Entries from a pointing dataset:
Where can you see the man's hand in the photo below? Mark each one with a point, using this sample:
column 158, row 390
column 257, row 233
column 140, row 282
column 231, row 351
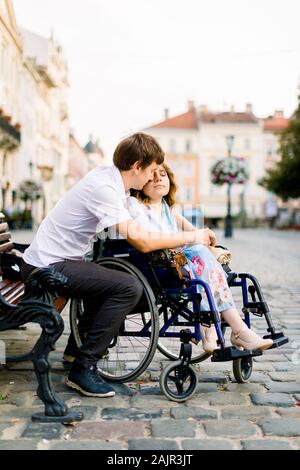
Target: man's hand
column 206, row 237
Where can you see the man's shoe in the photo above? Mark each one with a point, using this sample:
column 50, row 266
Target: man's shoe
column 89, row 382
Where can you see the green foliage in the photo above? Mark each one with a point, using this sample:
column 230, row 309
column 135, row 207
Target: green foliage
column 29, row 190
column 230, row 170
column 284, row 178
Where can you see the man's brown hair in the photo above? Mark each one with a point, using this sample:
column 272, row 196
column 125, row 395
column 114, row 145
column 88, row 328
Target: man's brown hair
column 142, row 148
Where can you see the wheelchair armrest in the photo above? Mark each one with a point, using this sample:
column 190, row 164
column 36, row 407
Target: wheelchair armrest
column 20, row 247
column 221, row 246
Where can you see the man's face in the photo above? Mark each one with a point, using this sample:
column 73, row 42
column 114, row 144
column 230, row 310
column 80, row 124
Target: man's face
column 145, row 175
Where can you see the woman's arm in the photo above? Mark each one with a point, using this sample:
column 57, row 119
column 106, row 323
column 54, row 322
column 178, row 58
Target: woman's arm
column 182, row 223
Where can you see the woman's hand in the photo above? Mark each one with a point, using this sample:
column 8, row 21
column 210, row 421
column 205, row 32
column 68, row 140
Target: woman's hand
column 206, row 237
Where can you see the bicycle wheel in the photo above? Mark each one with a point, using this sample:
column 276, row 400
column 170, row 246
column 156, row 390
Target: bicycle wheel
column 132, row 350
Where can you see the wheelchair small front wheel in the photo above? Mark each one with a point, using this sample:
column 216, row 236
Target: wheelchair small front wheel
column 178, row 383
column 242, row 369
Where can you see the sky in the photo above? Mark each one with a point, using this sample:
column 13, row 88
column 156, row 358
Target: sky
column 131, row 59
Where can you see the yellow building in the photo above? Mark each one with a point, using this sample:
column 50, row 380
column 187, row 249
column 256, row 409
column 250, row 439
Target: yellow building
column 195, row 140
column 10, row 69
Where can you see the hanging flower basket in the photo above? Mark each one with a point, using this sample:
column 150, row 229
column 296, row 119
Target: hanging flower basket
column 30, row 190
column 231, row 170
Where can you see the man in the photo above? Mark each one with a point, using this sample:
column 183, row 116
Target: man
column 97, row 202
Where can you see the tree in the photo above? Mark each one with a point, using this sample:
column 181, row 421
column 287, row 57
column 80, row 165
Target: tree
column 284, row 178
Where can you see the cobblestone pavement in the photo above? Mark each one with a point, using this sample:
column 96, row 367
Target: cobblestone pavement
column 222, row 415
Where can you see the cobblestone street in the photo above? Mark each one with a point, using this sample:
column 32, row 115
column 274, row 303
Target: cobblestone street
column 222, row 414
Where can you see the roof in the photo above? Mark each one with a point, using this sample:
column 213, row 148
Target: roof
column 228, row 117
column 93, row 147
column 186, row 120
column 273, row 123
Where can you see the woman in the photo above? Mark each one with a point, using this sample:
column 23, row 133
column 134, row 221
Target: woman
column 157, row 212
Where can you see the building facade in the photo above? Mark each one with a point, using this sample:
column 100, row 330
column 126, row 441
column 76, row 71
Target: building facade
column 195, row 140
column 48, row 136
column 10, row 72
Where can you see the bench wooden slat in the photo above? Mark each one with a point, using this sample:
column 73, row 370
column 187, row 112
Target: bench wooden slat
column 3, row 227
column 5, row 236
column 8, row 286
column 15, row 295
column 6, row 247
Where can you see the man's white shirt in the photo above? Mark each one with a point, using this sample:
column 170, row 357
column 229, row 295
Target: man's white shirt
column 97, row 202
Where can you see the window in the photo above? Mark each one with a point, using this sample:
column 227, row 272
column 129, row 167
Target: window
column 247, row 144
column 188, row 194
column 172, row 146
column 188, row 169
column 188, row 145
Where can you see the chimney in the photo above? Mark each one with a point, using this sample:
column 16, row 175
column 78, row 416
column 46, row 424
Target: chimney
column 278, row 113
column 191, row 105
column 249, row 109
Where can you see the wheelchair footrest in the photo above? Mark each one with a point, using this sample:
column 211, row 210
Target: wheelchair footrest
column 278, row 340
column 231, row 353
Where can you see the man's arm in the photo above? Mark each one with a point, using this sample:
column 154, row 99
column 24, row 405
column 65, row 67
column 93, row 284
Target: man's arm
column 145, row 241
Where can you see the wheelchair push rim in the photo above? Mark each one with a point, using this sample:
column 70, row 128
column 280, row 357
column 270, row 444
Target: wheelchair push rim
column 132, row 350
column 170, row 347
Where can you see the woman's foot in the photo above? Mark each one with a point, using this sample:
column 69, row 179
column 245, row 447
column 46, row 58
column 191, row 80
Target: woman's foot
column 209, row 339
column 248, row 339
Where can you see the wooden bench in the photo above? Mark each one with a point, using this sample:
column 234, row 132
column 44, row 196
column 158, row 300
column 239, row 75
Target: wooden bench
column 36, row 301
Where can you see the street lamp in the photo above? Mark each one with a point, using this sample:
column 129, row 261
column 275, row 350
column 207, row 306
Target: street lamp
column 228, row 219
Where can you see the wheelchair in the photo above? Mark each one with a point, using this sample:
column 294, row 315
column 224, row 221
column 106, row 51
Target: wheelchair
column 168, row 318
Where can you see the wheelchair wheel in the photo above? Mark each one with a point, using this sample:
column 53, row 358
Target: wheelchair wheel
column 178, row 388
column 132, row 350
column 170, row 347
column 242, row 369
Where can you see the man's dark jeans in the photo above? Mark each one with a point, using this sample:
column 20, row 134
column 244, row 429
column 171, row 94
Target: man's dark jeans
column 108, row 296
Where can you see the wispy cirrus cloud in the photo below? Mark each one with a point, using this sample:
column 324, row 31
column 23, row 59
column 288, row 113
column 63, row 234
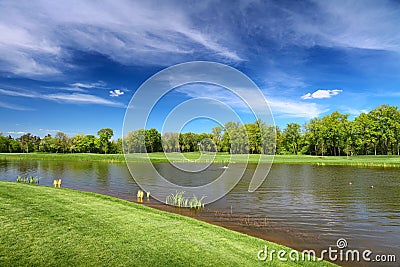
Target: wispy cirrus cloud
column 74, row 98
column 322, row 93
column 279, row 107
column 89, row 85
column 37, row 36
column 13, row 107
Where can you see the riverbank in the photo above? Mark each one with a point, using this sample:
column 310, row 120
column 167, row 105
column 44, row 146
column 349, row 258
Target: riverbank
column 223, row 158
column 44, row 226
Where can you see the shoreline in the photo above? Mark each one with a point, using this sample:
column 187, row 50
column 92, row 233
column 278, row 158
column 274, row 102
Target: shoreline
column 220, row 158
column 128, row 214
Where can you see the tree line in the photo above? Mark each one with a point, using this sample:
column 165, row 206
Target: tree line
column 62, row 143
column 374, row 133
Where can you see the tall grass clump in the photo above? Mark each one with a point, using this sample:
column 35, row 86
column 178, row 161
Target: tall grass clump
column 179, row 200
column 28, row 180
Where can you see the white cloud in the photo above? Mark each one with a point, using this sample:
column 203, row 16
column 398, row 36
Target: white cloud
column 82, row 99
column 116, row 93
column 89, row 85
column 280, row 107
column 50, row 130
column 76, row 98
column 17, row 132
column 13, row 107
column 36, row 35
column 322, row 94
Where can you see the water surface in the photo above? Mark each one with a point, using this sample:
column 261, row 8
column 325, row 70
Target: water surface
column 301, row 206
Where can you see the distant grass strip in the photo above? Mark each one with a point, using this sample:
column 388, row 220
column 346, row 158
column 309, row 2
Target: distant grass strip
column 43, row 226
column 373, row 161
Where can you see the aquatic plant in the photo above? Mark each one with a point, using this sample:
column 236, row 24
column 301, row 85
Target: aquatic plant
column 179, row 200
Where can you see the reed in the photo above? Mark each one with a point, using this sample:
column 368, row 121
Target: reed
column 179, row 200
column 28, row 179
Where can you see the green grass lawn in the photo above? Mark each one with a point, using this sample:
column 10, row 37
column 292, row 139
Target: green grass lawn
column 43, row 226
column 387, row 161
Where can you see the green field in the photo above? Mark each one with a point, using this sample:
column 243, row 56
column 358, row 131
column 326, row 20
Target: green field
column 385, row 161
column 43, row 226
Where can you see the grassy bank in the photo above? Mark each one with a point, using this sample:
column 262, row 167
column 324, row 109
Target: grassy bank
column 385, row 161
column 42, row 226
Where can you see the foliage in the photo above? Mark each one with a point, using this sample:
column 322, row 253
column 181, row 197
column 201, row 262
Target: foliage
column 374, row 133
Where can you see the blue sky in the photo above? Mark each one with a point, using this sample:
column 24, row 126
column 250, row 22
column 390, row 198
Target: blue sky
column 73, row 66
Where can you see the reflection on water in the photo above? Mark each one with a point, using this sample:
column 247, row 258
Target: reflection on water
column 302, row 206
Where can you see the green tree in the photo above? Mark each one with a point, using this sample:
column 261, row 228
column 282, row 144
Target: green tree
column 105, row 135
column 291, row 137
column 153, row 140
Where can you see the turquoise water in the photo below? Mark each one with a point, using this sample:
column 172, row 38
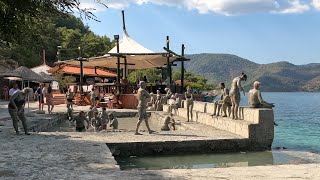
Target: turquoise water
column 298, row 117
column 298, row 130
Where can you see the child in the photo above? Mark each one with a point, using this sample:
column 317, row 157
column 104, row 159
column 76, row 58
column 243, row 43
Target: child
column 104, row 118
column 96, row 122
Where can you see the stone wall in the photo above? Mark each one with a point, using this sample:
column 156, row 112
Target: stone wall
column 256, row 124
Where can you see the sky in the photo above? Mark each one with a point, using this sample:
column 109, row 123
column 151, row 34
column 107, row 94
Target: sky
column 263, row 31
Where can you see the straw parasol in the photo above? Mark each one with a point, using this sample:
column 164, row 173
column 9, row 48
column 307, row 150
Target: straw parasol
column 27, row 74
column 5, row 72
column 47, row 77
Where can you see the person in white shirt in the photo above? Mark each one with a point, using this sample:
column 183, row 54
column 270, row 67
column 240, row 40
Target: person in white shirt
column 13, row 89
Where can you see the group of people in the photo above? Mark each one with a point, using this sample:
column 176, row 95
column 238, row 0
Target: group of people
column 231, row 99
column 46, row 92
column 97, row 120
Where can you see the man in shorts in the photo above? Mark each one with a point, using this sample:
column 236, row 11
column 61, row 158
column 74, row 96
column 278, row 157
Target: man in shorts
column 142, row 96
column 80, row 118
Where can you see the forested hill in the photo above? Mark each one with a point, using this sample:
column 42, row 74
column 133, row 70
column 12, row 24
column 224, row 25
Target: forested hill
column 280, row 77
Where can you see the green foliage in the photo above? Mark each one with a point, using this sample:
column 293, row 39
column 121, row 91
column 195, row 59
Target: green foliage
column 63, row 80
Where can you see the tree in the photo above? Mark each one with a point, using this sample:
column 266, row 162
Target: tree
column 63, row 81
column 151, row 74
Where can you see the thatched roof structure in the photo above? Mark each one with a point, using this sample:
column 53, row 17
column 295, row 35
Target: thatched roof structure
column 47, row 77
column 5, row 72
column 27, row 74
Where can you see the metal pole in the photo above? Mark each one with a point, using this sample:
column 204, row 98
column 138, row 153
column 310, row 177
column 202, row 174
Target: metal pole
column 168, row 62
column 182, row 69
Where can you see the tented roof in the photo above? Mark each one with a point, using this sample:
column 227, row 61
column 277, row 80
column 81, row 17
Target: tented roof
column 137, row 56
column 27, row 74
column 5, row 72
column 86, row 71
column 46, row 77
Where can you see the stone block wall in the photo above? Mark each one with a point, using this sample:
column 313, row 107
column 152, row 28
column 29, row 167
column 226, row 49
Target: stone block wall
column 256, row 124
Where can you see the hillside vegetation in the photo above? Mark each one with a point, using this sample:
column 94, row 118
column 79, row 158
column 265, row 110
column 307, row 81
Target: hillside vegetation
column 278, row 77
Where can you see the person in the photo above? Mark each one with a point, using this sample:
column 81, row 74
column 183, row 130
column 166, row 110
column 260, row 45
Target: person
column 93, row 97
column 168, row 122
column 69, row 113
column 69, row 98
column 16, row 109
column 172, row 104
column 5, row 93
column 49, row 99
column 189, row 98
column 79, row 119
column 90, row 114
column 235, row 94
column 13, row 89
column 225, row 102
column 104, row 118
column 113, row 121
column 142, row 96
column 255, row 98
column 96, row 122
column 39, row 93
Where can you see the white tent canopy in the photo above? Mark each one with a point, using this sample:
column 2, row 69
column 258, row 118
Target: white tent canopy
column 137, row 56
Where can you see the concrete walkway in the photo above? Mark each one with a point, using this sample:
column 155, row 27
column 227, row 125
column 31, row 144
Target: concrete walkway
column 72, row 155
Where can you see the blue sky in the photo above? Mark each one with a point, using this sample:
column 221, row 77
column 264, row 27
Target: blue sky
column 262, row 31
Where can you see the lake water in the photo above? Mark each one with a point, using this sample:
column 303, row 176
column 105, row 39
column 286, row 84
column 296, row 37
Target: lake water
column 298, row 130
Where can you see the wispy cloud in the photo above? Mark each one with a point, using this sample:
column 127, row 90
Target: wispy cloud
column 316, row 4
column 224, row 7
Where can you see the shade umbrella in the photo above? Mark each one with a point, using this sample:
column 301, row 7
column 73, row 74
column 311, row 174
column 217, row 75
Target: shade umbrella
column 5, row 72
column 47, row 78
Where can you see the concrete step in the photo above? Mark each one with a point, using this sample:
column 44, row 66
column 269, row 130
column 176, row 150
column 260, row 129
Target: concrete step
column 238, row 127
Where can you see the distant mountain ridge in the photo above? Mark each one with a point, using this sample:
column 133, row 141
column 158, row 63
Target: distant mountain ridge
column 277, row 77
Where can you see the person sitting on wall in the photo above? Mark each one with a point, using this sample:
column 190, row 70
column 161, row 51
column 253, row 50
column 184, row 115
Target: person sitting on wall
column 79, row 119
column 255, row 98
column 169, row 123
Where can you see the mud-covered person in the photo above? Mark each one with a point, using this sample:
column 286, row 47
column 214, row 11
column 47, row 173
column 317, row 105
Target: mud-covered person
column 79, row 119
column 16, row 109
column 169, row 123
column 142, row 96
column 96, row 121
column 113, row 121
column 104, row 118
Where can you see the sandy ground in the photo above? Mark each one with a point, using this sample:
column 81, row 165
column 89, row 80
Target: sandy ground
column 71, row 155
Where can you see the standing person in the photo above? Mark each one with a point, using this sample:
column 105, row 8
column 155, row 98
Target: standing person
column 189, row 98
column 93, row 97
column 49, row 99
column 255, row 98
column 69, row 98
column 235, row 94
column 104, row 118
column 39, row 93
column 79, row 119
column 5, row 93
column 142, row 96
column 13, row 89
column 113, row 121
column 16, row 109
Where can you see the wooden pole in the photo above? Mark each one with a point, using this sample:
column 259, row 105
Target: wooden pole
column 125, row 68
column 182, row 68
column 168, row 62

Task description: Render the lines as a JSON list of strings, one string per line and no blank lines. Start at the line with "Where can you see the stone block" and go up to and including the line with "column 262, row 31".

Solution below:
[
  "Where can you see the stone block wall in the photo above? Mark each one with a point, using this sample:",
  "column 313, row 107",
  "column 152, row 28",
  "column 29, row 167",
  "column 226, row 49",
  "Target: stone block wall",
  "column 256, row 124",
  "Where can you see the hillside vegetation in the photo above? Mark each one with a point, using this sample:",
  "column 94, row 118",
  "column 79, row 158",
  "column 265, row 110",
  "column 307, row 81",
  "Target: hillside vegetation",
  "column 278, row 77",
  "Where can you see the person in the photo above? Mark each one with a point, using this sample:",
  "column 81, row 74",
  "column 183, row 130",
  "column 166, row 110",
  "column 260, row 45",
  "Target: person",
  "column 93, row 97",
  "column 168, row 122",
  "column 69, row 113",
  "column 69, row 98",
  "column 16, row 109",
  "column 172, row 104",
  "column 5, row 93",
  "column 49, row 99",
  "column 189, row 98",
  "column 79, row 119",
  "column 90, row 114",
  "column 235, row 94",
  "column 13, row 89",
  "column 225, row 102",
  "column 104, row 118",
  "column 113, row 121",
  "column 142, row 96",
  "column 255, row 98",
  "column 96, row 122",
  "column 39, row 93",
  "Where can you see the white tent canopy in the photo above? Mark each one with a point, using this sample:",
  "column 2, row 69",
  "column 258, row 118",
  "Target: white tent canopy",
  "column 137, row 56",
  "Where can you see the concrete walkway in the photo above? Mark each one with a point, using this sample:",
  "column 155, row 27",
  "column 227, row 125",
  "column 31, row 144",
  "Target: concrete walkway",
  "column 72, row 155",
  "Where can you see the blue sky in the photo above? Mark each one with a point, using this sample:",
  "column 221, row 77",
  "column 264, row 27",
  "Target: blue sky",
  "column 262, row 31"
]